— Begin Exercise material —

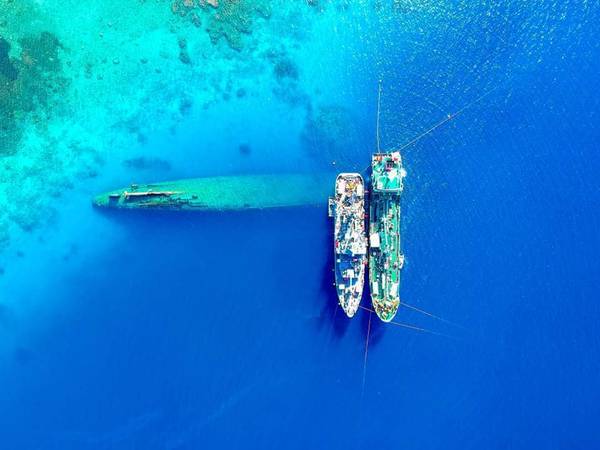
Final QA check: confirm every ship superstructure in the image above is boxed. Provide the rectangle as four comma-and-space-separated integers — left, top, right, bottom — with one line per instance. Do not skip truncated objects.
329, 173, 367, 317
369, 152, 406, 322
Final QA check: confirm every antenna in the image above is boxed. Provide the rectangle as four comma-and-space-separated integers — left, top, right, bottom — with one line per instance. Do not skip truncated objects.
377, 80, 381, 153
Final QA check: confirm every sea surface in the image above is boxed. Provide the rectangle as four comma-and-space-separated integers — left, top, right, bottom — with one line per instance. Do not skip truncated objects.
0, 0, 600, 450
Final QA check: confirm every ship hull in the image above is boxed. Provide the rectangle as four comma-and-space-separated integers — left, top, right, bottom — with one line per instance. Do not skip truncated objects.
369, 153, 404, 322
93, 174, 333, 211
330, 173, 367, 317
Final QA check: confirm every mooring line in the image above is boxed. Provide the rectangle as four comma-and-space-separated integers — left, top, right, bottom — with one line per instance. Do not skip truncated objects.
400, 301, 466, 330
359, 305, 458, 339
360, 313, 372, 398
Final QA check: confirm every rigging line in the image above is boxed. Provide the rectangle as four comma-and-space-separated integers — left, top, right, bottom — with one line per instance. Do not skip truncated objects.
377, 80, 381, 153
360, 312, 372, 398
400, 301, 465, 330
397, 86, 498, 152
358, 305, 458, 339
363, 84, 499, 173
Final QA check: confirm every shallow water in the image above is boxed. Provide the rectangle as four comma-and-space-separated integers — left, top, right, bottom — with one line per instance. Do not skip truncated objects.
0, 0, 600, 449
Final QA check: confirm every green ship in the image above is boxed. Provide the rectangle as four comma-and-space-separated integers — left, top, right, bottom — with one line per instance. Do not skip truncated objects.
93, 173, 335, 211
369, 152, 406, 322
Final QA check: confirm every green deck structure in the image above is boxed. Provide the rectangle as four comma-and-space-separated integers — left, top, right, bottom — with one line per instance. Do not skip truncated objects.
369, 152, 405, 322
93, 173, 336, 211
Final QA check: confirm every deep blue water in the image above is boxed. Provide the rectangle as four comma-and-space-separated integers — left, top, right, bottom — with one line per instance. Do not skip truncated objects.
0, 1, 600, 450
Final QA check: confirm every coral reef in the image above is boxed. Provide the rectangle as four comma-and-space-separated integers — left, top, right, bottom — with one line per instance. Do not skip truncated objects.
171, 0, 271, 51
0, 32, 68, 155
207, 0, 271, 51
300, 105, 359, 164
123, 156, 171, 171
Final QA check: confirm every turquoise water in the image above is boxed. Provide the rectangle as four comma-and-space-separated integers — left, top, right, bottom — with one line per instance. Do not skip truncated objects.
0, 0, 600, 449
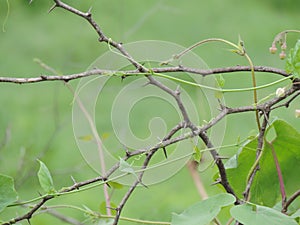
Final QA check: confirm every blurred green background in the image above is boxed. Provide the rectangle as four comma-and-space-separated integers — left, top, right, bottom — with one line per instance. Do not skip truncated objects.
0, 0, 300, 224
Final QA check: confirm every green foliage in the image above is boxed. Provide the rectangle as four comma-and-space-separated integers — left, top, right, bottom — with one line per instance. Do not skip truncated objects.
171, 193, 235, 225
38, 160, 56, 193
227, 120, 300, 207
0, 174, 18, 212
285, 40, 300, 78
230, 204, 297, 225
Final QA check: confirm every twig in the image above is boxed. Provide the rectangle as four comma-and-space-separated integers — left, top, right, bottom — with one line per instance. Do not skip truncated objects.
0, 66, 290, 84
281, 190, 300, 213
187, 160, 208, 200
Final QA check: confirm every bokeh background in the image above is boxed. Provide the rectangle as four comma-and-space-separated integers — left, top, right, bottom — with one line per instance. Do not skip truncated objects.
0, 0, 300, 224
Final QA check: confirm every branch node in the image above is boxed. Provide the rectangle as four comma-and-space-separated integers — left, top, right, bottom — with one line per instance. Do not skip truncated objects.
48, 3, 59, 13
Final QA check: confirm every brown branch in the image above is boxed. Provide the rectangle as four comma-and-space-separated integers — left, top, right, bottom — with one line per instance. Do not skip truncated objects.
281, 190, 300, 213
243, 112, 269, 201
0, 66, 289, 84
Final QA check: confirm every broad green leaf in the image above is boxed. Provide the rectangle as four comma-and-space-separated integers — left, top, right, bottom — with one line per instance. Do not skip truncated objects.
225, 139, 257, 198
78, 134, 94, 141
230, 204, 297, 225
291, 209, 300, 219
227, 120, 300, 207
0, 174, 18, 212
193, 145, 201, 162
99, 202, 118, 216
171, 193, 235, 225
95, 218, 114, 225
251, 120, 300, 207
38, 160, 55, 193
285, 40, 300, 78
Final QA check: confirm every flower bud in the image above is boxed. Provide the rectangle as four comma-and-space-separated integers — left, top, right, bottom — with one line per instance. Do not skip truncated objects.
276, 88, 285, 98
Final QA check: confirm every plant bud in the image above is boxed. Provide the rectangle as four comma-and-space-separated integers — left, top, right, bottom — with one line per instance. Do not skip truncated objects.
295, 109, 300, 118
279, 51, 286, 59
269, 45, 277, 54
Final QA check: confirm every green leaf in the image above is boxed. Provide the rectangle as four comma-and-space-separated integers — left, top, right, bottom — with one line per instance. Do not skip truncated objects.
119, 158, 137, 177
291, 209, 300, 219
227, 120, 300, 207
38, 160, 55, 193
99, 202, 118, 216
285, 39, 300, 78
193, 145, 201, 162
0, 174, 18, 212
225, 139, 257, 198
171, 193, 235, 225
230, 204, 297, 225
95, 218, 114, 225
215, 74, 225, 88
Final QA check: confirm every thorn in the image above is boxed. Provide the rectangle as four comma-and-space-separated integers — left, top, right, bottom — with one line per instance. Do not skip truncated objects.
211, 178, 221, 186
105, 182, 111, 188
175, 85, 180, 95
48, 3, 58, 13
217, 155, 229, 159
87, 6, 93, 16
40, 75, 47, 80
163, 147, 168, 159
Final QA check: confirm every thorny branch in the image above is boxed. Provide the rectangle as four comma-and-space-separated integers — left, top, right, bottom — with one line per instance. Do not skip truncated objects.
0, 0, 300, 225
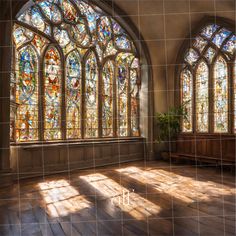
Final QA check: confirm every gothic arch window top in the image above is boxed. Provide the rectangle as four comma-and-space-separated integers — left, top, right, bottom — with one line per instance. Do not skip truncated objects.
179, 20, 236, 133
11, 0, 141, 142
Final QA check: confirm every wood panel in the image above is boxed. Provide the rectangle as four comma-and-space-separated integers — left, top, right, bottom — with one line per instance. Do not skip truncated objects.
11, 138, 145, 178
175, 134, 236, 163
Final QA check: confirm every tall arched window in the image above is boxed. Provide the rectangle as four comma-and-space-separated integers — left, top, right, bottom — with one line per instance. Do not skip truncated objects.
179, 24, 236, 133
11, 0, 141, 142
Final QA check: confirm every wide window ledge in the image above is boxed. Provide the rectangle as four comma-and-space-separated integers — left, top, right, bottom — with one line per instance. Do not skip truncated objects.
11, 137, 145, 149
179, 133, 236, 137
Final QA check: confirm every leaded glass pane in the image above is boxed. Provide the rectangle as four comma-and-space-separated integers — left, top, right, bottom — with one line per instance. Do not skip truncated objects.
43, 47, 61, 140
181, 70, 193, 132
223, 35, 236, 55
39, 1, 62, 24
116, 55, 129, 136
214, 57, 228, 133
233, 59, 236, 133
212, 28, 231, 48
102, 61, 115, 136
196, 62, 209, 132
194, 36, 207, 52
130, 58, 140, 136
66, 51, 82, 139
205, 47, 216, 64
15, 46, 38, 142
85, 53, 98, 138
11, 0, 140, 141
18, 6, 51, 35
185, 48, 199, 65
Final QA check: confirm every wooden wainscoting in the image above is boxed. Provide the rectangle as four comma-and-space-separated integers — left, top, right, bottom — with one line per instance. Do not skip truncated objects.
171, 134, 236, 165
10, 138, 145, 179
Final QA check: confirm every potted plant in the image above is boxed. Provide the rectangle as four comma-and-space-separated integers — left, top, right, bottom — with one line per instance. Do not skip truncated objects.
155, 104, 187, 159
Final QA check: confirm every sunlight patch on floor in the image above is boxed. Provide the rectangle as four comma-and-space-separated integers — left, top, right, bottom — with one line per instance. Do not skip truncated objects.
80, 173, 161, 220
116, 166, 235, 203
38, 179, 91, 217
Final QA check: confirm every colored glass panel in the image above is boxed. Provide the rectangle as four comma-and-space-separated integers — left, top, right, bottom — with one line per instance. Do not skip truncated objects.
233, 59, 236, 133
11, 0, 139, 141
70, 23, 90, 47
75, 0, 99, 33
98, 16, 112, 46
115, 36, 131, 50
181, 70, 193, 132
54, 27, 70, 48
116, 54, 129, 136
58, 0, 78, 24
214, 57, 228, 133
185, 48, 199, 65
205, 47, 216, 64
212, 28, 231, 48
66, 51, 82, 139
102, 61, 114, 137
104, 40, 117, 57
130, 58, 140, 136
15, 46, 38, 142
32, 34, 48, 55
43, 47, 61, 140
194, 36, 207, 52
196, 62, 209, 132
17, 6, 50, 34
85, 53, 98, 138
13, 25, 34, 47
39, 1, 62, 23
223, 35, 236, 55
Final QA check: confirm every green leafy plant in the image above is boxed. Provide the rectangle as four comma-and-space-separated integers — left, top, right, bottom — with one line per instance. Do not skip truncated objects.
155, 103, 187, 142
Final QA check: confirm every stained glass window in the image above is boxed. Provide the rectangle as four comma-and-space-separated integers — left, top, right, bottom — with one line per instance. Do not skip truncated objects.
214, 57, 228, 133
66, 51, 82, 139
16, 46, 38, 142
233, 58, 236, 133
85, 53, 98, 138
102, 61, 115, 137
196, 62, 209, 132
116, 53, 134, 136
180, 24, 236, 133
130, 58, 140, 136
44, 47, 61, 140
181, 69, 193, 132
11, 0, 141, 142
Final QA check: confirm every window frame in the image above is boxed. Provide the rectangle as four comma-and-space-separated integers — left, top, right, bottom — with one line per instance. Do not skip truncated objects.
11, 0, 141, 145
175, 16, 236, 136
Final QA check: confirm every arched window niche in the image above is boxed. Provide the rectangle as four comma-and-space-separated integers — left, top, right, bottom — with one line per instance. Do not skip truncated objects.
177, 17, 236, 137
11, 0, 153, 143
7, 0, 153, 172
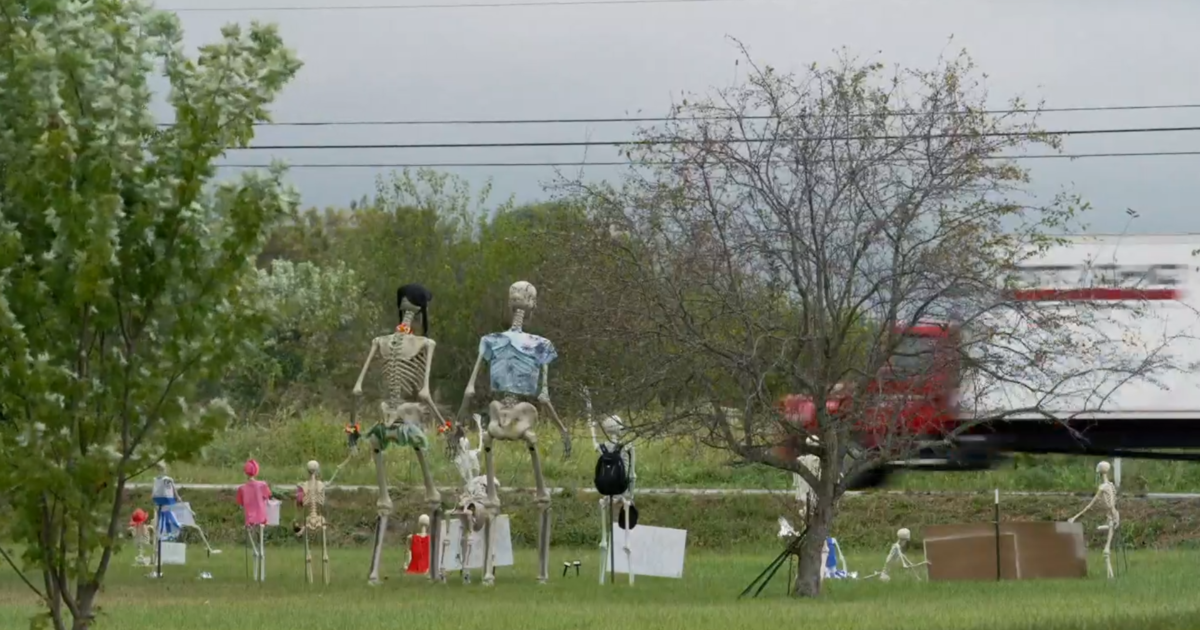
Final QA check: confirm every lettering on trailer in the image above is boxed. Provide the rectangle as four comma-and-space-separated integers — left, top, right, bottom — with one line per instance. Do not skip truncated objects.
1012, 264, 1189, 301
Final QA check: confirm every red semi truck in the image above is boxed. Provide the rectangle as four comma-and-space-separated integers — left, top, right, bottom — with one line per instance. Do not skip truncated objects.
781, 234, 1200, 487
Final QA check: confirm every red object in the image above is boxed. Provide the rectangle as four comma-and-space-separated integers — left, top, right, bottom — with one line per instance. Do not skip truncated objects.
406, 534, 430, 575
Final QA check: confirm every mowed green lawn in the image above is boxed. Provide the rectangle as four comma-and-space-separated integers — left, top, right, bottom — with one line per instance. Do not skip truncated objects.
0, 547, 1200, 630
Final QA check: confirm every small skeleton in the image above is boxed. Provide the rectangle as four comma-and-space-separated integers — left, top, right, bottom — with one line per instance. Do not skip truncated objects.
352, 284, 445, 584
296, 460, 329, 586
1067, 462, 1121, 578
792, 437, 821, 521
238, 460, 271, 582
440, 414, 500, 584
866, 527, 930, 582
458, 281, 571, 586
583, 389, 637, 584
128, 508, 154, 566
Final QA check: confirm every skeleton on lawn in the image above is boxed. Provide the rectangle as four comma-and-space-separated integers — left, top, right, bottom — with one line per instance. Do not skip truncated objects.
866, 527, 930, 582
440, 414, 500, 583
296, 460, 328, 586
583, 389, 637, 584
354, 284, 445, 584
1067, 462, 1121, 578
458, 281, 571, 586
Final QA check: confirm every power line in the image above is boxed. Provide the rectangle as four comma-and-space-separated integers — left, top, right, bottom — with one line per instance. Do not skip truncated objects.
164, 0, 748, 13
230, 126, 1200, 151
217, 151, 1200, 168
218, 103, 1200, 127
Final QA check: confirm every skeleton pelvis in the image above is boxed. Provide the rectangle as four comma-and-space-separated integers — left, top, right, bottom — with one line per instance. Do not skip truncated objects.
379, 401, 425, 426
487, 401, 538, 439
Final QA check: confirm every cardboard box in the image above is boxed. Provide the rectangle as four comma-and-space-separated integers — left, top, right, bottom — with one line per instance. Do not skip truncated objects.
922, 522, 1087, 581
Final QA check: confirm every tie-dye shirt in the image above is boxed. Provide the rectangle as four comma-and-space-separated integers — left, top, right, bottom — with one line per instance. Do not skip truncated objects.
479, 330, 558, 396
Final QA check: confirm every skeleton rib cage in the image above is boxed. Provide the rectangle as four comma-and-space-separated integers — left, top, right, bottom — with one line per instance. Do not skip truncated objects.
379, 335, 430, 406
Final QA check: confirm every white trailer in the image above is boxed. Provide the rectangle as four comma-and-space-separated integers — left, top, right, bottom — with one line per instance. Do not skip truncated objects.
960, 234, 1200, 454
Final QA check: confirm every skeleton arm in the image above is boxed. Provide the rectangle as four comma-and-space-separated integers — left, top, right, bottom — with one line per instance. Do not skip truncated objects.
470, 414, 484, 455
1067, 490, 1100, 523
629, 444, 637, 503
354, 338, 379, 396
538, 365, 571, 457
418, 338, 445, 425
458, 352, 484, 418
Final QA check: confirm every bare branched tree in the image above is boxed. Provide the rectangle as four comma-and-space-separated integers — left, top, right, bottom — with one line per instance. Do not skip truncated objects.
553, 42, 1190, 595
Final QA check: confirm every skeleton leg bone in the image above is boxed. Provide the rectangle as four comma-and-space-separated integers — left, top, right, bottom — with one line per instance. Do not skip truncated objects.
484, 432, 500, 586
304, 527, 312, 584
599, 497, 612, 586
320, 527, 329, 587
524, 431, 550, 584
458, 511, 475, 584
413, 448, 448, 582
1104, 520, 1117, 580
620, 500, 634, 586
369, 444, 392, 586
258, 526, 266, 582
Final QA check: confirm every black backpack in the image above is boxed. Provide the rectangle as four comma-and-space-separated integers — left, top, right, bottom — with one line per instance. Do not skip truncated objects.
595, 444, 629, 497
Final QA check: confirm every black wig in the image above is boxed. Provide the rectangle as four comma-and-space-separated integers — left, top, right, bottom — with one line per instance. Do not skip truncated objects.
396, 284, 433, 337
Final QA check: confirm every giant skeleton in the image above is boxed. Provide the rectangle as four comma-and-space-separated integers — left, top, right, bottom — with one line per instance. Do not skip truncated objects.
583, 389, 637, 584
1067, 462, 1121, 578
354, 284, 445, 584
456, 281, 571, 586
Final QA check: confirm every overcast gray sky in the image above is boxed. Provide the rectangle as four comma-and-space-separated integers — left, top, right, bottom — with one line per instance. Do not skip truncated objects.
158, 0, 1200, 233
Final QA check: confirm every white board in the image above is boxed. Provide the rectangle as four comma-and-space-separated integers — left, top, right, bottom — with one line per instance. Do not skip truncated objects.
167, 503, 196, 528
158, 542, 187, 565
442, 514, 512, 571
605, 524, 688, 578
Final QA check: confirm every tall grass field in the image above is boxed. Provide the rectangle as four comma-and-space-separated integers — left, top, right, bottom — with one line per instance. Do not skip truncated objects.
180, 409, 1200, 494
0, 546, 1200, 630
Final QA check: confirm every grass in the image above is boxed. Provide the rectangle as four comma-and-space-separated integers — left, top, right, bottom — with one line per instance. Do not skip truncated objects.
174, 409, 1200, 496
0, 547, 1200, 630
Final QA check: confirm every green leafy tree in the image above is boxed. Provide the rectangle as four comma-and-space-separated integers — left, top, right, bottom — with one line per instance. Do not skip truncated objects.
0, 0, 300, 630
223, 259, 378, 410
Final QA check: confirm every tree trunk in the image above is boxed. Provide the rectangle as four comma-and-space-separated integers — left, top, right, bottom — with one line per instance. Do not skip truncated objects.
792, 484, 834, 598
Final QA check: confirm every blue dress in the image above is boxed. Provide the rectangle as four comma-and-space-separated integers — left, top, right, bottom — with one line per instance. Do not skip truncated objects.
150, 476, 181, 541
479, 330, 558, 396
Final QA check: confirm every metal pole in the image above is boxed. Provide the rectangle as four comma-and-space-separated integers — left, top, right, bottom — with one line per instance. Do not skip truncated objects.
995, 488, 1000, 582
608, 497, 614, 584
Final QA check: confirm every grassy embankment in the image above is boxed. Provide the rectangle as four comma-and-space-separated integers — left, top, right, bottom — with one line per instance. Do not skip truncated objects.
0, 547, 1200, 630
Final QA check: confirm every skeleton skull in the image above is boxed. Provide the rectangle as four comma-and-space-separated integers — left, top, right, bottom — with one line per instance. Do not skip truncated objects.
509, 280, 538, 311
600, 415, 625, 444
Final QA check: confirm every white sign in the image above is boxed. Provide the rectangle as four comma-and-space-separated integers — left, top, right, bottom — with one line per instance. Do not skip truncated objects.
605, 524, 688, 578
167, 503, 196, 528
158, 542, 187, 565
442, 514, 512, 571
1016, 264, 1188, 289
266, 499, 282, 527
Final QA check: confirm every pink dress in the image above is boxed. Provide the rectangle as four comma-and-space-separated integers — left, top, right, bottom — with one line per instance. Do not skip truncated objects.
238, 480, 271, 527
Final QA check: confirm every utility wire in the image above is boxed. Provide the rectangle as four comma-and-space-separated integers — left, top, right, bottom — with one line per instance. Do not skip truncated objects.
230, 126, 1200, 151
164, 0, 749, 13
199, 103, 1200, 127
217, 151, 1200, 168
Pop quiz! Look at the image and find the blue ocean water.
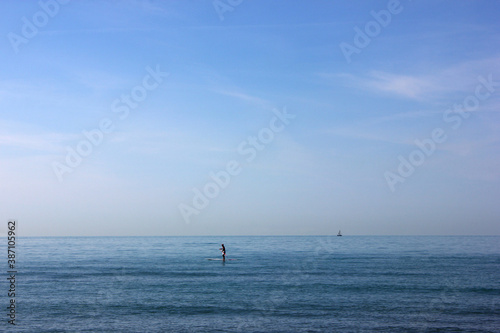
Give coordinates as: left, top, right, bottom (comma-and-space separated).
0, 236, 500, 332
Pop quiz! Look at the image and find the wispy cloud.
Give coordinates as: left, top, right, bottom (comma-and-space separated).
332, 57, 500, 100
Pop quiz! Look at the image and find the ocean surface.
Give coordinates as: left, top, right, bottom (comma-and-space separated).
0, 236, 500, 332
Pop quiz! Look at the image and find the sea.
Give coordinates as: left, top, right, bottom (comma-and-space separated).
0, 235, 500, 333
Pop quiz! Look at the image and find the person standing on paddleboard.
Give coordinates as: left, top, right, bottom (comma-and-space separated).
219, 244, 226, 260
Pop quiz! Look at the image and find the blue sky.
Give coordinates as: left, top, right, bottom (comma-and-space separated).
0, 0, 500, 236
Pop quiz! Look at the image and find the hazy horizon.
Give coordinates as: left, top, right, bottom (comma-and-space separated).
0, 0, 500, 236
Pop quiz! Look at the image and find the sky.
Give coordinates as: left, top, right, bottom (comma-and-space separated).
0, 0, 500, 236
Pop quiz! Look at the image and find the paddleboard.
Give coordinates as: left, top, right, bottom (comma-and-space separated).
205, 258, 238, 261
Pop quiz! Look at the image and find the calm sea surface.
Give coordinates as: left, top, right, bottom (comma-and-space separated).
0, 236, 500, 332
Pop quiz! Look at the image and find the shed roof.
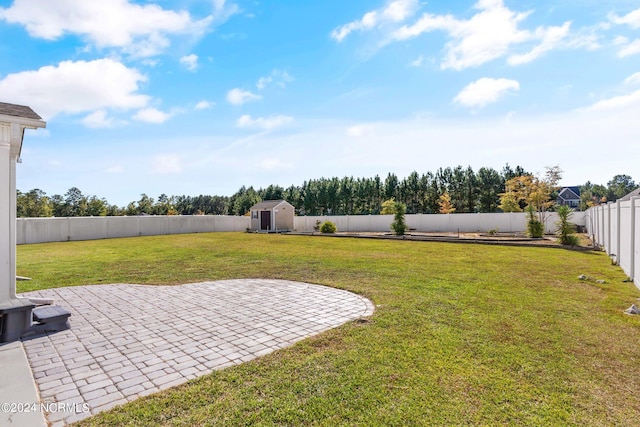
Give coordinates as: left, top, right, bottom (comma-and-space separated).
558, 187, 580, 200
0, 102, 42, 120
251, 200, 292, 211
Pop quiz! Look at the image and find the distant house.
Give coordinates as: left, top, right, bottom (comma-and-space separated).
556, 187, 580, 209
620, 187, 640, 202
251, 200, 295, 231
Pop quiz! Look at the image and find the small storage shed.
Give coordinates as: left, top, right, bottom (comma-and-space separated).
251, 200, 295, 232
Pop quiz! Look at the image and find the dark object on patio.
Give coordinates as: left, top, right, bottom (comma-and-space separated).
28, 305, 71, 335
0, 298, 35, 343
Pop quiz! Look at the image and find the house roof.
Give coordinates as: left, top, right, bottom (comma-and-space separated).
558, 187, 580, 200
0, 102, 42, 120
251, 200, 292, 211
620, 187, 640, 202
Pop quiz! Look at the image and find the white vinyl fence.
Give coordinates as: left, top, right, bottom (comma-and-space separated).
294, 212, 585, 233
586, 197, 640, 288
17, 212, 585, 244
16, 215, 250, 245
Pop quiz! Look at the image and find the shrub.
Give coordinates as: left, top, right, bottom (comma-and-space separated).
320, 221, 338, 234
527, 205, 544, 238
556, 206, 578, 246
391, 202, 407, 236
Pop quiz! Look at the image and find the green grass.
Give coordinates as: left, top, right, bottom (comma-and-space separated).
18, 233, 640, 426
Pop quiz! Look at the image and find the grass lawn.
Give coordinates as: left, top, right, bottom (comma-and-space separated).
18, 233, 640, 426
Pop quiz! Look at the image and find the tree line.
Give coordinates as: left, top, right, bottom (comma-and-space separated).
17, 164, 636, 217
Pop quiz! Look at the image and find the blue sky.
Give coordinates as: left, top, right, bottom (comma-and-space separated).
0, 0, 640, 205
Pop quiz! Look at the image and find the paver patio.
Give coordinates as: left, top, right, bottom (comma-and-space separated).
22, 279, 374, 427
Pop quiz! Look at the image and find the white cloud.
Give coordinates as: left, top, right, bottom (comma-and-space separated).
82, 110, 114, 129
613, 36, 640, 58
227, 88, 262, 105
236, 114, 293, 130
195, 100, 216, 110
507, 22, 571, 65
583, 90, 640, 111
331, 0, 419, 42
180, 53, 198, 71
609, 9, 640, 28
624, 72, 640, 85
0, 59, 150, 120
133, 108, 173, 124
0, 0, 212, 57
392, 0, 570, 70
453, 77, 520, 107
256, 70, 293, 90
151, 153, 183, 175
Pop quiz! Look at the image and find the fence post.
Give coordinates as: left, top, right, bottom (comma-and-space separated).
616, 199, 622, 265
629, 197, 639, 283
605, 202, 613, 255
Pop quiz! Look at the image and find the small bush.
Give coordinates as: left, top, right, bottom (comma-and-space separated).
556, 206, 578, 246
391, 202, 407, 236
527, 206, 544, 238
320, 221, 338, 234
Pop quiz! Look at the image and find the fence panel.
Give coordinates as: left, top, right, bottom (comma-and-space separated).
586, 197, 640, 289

— End Exercise material —

Exercise:
Convert the lines between the one containing "Final QA check: confirm every utility" and the one containing "332, 57, 500, 100", inclusive, into a JSON list of strings with one string per line and no blank lines. Leave the pictures out.

Exercise output:
[
  "Final QA check: confirm every utility wire in the image above is boxed. Provide the rectangle as four comma-and-space-separated integers — left, top, right, bottom — with one line per instance. Do not skip truncated objects.",
  "230, 126, 1200, 151",
  "164, 0, 749, 13",
  "199, 103, 1200, 127",
  "217, 151, 1200, 168",
  "Pop quiz! Look at the image and find the blue ocean water.",
  "Give coordinates as: left, top, right, bottom (comma-and-space separated).",
  "0, 236, 500, 332",
  "Pop quiz! Look at the image and find the wispy cloud.",
  "Give coordinates as: left, top, right, bottom (comma-and-space separated).",
  "332, 57, 500, 100"
]